UNIT 3 BE [BUSINESS ECONOMICS] GGSIPU NOTES

 


Production

 Meaning:

 Production refers to the transformation of inputs into outputs (or products). It involves transformation of inputs such as capital, equipment, labour, and land into output - goods and services.

In economic sense production process may take a variety of forms other than manufacturing transporting and all types of services.

 5M’s of Production:

 Man Machine Material Money Method

 

Period of Production

Current Period/ Very Short Period: In this type of production, activities are being performed for 1 hr, 2 Hr or for a day. Here all factors are inelastic in nature.

 

Short Period:Short run refers to a period of time which is too short to allow an enterprise to change its, plant capacity, yet along enough to allow a change. The short run is a period of time when there is at least one fixed factor input. This is the only period where both Fixed and Variable factor distinction can be seen.

Long Period:Long run refers to a period of time which is long enough to permit a firm or enterprise to alter all its resources or inputs. In the long run, all of the factors of production can change giving a business the opportunity to increase the scale of its operations.

 Factors of Production

Land: In economics, land as a factor of production does not refer only to the surface of land but to all gifts of nature, such as rivers, oceans, climate, mountains, fisheries, mines, forests, etc. In the words of Dr Marshall. By land is meant materials and forces which nature gives freely for man’s aid, in land, water, in air, light and heat.

Labour: Labour refers to all mental and physical work undertaken for some monetary reward. It includes the services of a factory worker, a doctor, a teacher, a lawyer, an engineer, an officer, etc.  Capital: Capital means all man-made resources. It comprises all wealth other than land which is used for further production of wealth. It includes tools, implements, machinery, seeds, raw materials and means of transport etc.

▸ GIVEN INFORMATION:

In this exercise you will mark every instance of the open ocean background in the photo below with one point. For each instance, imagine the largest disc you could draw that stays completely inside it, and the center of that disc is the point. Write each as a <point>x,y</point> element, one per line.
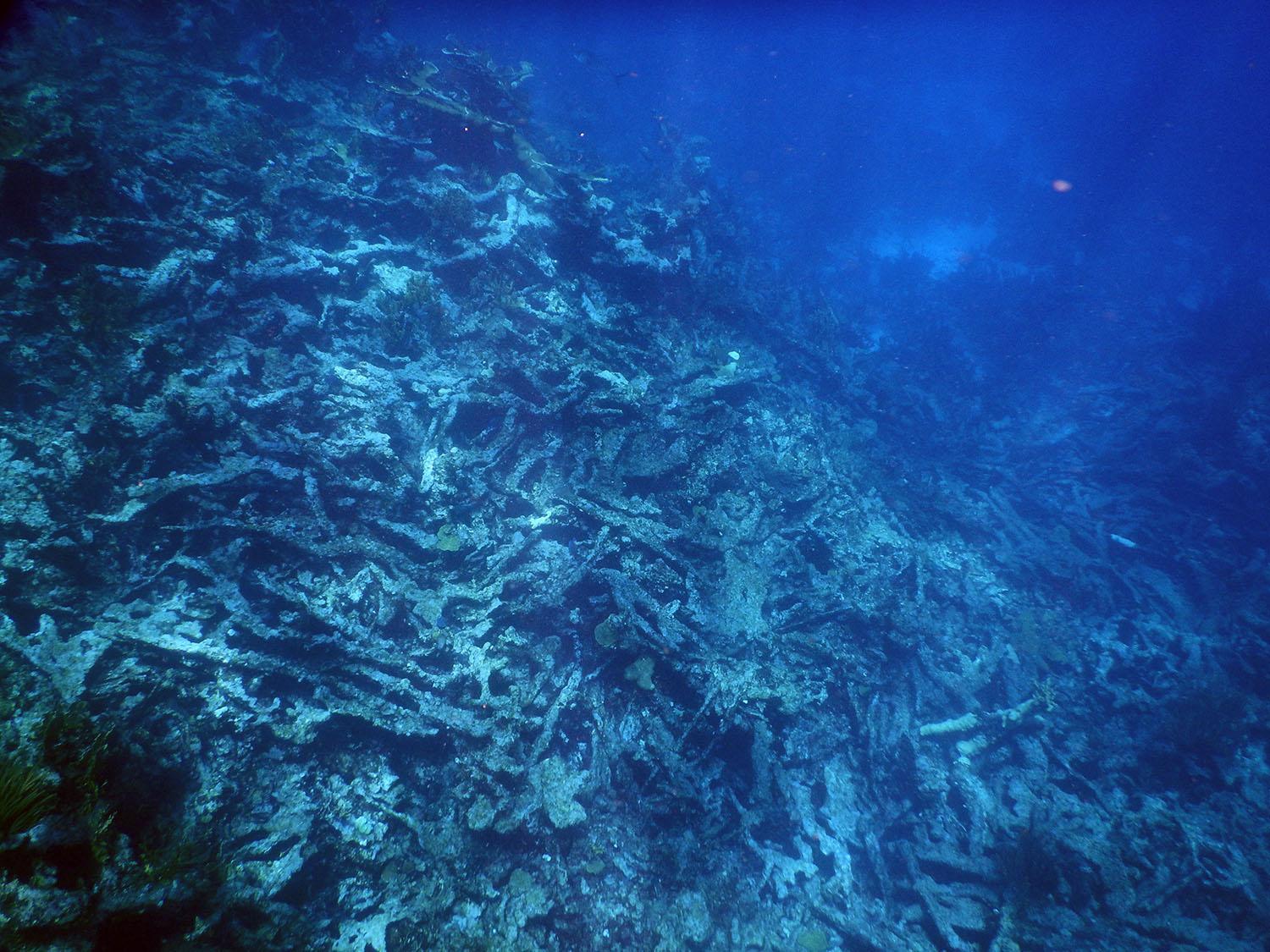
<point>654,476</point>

* * *

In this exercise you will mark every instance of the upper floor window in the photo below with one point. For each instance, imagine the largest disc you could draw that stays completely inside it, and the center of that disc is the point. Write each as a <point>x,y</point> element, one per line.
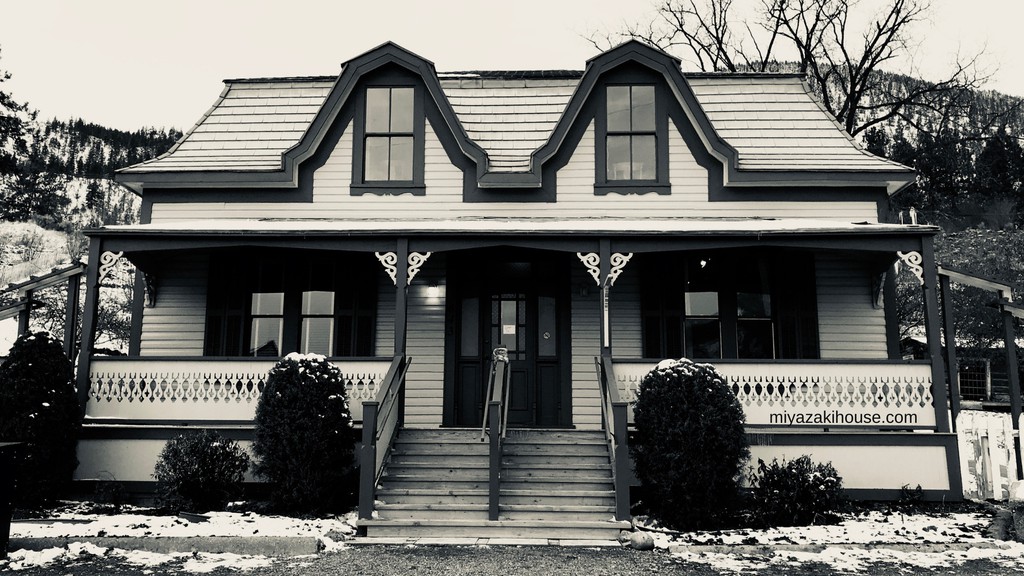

...

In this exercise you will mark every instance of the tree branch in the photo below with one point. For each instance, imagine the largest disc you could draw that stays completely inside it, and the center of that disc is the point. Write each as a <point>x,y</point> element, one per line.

▸ WHAT IS ASKED:
1/ In the production notes, which period of production has all factors inelastic?
2/ Reproduce word for word the stretch of the production notes from "Period of Production" through "inelastic in nature.".
Rely only on the production notes for what follows.

▸ FINAL ANSWERS:
1/ The current period, or very short period.

2/
Period of Production

Current Period/ Very Short Period: In this type of production, activities are being performed for 1 hr, 2 Hr or for a day. Here all factors are inelastic in nature.